TEXT BLOCK:

--*--

American educator (1825–1901)

Laura Matilda Towne (May 3, 1825 – February 22, 1901) was an American abolitionist and educator who founded the first school in the United States for the education of freedmen, the Penn School, in 1862 on Saint Helena Island, South Carolina. The school was established as part of the Port Royal Experiment during the American Civil War.

==Early life and education==
Towne was born on May 3, 1825, in Pittsburgh, Pennsylvania, to John Towne and Sarah Robinson.

She was raised in Philadelphia by her father after her mother's early death. She was educated in Boston and Philadelphia. She studied homeopathic medicine privately under Dr. Constantine Hering and at the Female Medical College of Pennsylvania. She enrolled in Penn Medical University but there is no record of her receiving a degree.

==Career==
She was raised in Philadelphia and was influenced by sermons about the abolition of slavery by William Henry Furness at the First Unitarian Church of Philadelphia. She volunteered in several charity schools in the late 1850s and at the start of the American Civil War in 1861, she was working as a teacher at a school in Newport, Rhode Island. After the Union Army captured Port Royal, South Carolina, and the Sea Islands, the slave-owning plantation owners fled and abandoned over 10,000 slaves. The former slaves soon began to suffer from hunger and disease. Salmon P. Chase, the secretary of the United States Treasury, appointed abolitionist Edward L. Pierce to solve the suffering of the slaves and salvage the valuable cotton crops. He developed the Port Royal Experiment where freed slaves continued to work the land abandoned by slave owners.

Towne volunteered to educate the freed slaves and sailed there in April 1862. Her initial role was as housekeeper and secretary to Pierce, but her role evolved to providing medical services and teaching. With the help of her Quaker friend Ellen Murray they founded the Penn School on Saint Helena Island, the first school for newly freed slaves in the United States.

The school started with nine students and operated out of a back room of the Oaks plantation house. In September 1862, as enrollment increased, they moved the location to the Brick Church. Towne and Murray were joined by Charlotte Forten, the first African American teacher in the area, and they implemented a classical school curriculum similar to the schools they had attended in Boston and Philadelphia. Laura Towne and Murray spent the next forty years of their lives ministering to the freed slaves, developing their trust, providing them with medical care, teaching them to read and write, and fighting for their land rights.

--*--

AIM OF THE TASK: Summarize the Laura Towne text in two sentences. The data that follows has nothing to do with the Laura Towne text.

--*--

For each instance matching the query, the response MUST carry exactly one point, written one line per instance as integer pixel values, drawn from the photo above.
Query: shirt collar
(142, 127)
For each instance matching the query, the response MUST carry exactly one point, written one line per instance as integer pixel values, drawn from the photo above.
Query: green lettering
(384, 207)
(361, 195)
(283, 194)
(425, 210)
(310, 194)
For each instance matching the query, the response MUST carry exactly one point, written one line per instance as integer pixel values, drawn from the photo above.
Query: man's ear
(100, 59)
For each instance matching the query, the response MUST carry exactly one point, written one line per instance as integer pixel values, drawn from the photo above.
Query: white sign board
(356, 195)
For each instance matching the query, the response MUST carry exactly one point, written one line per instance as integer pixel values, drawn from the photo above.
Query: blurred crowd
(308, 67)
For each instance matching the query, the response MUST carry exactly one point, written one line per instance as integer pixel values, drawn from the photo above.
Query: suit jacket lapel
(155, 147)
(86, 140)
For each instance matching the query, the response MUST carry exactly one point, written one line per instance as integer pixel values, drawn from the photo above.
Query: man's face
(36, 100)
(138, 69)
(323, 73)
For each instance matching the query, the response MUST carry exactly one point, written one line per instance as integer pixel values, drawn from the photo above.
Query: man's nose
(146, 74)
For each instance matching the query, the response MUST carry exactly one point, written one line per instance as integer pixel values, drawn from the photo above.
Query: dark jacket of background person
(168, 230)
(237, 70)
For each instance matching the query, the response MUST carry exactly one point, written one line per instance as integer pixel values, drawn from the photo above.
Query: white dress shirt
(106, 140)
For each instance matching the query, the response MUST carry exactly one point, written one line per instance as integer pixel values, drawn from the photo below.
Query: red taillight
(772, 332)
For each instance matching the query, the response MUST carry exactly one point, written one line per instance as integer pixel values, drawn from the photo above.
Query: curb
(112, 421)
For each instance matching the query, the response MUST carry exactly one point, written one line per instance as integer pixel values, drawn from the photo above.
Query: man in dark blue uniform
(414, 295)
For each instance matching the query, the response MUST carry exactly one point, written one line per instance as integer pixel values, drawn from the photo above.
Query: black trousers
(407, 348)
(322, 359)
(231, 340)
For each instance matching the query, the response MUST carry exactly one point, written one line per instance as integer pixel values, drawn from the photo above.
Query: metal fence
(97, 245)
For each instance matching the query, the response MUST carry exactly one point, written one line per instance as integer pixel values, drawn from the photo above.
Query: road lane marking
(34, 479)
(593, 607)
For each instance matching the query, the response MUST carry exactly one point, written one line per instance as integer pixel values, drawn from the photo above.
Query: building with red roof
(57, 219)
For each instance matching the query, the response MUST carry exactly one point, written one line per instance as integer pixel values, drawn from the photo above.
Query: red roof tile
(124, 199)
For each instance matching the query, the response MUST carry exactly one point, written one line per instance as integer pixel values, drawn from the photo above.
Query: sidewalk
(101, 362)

--*--

REPLY TO THE EXERCISE: Laura Matilda Towne (1825–1901) was an American abolitionist and educator who studied homeopathic medicine, taught in Newport, Rhode Island, and in April 1862 volunteered to educate freed slaves as part of the Port Royal Experiment. With her friend Ellen Murray she founded the Penn School on Saint Helena Island, the first school in the United States for newly freed slaves, and the two spent the next forty years giving the freed slaves medical care, teaching them to read and write, and fighting for their land rights.